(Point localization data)
*** Block opens ***

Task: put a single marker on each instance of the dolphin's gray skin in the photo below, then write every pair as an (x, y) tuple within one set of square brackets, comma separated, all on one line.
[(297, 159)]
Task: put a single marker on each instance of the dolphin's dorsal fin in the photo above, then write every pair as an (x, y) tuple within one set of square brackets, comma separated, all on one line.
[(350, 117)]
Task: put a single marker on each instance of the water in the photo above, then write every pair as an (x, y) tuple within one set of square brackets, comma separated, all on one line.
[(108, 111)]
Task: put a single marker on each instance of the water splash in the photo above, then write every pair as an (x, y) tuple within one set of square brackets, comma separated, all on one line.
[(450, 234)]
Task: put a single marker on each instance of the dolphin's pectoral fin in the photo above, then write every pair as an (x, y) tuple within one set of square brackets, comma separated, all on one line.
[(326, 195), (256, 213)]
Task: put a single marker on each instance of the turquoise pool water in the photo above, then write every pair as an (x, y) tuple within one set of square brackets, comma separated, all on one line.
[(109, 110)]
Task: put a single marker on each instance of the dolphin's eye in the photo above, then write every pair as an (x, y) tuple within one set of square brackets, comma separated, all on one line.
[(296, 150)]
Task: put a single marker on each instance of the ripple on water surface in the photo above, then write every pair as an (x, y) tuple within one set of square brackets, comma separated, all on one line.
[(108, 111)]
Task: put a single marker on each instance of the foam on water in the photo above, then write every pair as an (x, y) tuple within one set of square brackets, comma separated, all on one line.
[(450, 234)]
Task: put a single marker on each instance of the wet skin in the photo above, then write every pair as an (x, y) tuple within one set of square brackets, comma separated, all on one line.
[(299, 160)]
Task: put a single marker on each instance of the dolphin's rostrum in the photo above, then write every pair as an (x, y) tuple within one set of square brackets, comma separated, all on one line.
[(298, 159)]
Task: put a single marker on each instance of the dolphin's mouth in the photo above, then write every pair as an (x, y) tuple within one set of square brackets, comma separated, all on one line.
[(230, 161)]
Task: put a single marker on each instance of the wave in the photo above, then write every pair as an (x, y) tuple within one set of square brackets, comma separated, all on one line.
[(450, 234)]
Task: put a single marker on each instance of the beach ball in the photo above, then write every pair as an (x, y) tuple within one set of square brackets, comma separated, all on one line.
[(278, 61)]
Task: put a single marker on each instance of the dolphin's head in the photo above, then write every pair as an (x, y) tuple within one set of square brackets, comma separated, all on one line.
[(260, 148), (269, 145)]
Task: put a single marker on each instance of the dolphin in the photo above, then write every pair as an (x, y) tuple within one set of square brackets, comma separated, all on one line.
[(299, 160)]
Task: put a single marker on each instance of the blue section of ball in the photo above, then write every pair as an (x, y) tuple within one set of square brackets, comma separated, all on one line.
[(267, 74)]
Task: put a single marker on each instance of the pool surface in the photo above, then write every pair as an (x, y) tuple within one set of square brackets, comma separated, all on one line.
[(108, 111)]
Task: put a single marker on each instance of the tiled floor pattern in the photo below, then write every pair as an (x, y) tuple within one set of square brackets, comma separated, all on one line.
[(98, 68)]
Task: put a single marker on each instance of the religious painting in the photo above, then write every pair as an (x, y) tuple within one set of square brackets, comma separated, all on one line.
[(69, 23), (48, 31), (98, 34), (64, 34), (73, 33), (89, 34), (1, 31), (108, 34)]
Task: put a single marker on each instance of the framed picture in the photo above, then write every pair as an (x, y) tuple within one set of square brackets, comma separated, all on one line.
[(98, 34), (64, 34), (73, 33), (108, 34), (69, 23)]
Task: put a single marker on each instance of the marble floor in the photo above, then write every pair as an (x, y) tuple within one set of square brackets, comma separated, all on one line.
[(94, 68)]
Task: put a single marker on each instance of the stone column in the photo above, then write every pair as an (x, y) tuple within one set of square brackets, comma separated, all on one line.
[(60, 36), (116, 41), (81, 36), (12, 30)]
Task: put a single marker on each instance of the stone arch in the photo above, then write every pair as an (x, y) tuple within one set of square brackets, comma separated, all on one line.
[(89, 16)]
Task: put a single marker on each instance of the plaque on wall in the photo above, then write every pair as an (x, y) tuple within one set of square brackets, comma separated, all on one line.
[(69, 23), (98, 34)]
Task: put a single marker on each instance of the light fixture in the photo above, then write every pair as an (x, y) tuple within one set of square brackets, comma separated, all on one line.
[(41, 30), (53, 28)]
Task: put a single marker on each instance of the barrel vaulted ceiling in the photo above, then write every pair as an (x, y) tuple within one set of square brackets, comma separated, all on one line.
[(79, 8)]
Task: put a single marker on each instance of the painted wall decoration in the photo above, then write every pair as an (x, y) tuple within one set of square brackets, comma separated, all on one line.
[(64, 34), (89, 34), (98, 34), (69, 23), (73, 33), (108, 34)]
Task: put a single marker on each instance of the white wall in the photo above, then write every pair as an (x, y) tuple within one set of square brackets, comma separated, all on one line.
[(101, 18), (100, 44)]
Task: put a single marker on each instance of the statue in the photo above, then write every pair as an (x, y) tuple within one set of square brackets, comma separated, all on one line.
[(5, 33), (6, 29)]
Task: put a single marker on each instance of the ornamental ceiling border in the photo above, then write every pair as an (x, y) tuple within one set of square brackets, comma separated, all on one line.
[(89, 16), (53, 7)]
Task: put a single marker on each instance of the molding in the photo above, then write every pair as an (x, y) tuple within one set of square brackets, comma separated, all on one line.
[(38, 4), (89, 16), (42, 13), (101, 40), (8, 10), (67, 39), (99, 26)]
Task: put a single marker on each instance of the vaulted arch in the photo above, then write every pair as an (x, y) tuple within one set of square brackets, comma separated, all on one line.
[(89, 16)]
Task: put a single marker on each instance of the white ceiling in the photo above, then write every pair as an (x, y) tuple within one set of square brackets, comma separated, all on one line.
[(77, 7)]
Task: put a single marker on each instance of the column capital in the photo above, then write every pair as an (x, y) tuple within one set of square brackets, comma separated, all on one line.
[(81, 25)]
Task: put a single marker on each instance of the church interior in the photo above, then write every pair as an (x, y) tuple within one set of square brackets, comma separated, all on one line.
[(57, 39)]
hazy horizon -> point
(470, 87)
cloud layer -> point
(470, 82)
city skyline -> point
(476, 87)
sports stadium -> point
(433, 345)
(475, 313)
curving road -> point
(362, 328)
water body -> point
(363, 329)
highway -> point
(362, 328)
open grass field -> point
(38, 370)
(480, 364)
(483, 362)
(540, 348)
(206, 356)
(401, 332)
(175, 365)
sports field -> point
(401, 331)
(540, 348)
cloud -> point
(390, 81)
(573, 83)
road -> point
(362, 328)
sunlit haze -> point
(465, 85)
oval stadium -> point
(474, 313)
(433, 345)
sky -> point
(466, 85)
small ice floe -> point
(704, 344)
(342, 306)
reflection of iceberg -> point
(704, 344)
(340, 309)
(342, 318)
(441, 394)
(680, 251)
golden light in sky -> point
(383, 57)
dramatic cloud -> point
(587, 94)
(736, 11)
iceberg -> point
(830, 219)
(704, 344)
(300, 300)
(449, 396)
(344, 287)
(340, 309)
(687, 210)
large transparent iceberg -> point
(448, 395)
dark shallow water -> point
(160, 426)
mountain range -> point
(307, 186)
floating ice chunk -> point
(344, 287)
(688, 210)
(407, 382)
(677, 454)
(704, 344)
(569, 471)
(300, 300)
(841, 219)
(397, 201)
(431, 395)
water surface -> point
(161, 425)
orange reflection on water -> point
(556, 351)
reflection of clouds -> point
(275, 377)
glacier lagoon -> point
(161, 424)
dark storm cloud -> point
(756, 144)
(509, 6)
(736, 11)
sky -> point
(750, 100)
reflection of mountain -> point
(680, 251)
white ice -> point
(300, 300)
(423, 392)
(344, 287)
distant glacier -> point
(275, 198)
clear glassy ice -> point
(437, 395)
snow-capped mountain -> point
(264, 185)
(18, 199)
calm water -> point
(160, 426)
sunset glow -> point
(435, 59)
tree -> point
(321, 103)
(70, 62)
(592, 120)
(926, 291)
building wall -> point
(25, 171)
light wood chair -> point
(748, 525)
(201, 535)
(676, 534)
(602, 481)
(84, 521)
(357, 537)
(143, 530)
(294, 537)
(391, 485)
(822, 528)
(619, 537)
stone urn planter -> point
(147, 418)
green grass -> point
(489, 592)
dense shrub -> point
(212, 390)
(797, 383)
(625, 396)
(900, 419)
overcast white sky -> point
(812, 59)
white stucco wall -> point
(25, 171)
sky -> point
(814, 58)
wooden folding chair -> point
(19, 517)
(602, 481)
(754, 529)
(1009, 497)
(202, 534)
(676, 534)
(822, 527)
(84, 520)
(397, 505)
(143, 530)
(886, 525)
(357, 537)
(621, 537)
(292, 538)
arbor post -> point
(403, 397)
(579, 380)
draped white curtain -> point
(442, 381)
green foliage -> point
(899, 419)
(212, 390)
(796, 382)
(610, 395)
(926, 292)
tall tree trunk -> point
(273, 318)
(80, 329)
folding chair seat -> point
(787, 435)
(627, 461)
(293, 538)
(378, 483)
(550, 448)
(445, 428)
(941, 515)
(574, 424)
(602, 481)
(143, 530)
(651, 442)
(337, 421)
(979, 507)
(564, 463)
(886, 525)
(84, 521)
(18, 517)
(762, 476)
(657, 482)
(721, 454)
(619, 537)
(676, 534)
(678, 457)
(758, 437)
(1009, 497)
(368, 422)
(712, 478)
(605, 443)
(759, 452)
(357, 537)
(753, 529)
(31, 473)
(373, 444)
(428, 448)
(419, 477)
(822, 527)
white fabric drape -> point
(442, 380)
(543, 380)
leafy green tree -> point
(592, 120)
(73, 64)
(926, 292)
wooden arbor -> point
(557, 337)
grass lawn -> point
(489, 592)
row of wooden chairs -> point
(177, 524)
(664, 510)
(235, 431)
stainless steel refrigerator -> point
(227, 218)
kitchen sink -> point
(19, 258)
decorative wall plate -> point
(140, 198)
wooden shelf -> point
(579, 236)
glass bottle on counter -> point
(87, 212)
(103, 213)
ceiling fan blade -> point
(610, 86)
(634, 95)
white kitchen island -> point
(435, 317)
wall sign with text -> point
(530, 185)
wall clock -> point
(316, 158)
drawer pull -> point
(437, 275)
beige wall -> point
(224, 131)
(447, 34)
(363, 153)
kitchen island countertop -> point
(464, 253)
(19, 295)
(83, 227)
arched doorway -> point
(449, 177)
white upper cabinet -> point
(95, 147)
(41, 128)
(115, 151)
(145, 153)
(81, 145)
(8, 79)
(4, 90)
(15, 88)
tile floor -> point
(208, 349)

*** Block closes ***

Directions: Starting from the line that contains "wall sign with text -> point", give again every line to the last line of the data, exactly. Include nothing else.

Response for this exercise:
wall sign with text -> point
(530, 185)
wall clock -> point
(316, 158)
drawer pull -> point
(437, 275)
beige wall -> point
(224, 131)
(447, 34)
(363, 153)
kitchen island countertop -> point
(464, 253)
(19, 295)
(83, 227)
arched doorway -> point
(449, 177)
white upper cabinet -> point
(95, 147)
(41, 128)
(115, 151)
(145, 153)
(81, 145)
(8, 79)
(4, 90)
(15, 88)
tile floor -> point
(208, 349)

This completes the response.